- _Task instructions_: Gather every line from the items below that contains the word "flower".

— Start Source material —

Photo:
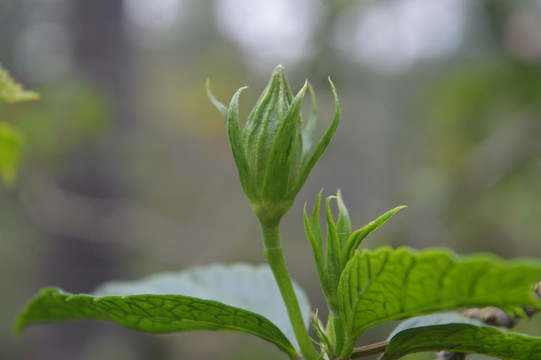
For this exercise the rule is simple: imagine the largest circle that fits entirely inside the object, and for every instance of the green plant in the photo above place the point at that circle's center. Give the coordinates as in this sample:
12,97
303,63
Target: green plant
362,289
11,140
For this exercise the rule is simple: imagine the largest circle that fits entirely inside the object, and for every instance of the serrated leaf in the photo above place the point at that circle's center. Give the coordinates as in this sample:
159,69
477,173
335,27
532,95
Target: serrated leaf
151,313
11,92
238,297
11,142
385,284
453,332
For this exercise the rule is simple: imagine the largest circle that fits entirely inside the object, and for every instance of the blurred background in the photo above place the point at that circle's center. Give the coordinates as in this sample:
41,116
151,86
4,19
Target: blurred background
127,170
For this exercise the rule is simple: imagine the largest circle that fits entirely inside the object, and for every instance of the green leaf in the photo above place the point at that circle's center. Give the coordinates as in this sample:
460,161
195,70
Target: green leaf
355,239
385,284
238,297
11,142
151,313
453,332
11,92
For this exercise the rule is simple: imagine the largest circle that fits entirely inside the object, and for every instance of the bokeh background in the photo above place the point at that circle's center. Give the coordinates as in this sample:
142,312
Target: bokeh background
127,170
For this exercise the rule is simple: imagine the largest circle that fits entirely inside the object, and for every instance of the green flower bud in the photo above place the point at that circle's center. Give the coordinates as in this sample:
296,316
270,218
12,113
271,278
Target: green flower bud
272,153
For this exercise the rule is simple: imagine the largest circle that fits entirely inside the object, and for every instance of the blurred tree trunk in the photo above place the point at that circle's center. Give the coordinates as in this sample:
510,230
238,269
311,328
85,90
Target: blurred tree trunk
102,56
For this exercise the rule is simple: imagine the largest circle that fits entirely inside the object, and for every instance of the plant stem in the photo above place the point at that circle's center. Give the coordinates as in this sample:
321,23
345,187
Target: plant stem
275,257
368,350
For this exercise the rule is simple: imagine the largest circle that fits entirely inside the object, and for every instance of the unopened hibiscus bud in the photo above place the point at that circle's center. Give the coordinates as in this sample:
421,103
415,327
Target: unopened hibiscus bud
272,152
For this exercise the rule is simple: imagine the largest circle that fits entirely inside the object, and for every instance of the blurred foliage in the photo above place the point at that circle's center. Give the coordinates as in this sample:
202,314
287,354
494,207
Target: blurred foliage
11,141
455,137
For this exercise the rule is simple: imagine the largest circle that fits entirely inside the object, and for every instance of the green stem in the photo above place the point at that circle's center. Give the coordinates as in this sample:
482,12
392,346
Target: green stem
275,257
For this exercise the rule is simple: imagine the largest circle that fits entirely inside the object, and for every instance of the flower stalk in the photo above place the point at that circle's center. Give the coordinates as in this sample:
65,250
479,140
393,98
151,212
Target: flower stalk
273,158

— End Source material —
— Start Source material —

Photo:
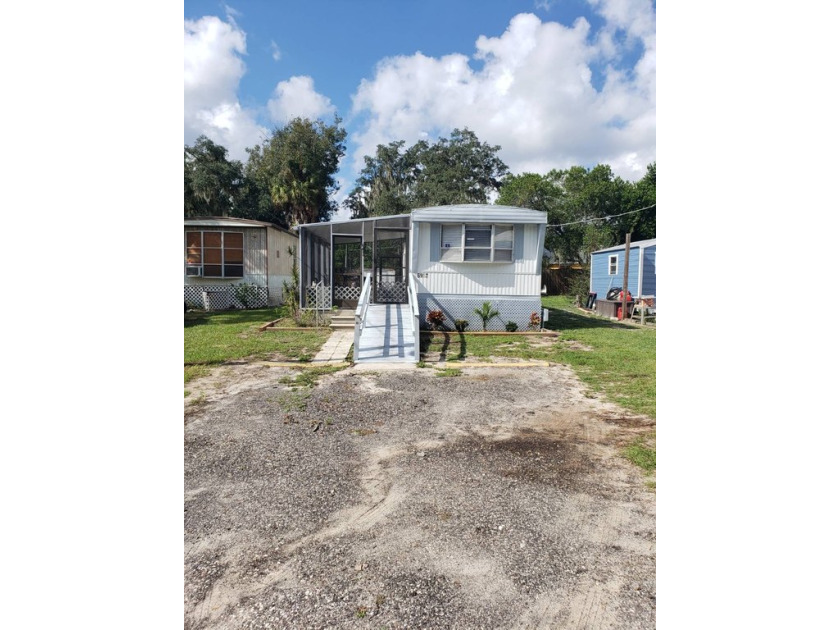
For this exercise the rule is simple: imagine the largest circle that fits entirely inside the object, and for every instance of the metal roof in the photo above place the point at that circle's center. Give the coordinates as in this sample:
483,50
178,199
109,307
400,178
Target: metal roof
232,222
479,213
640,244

— End Source material —

- _Right answer_:
For this exercise the rule is simple: imagine the largest circle that fits entirely inside the object, and for every instance of the green flower bud in the photo above place the point at that circle's center. Give the coordinates as in this sample:
Target: green flower bud
For this exercise the rule is simple: imagine the largest circle that fits entirely inside the object, and for every instance of the flower stalk in the photo above place the point at that circle's center. Give the coordinates as in this sample:
Target: flower stalk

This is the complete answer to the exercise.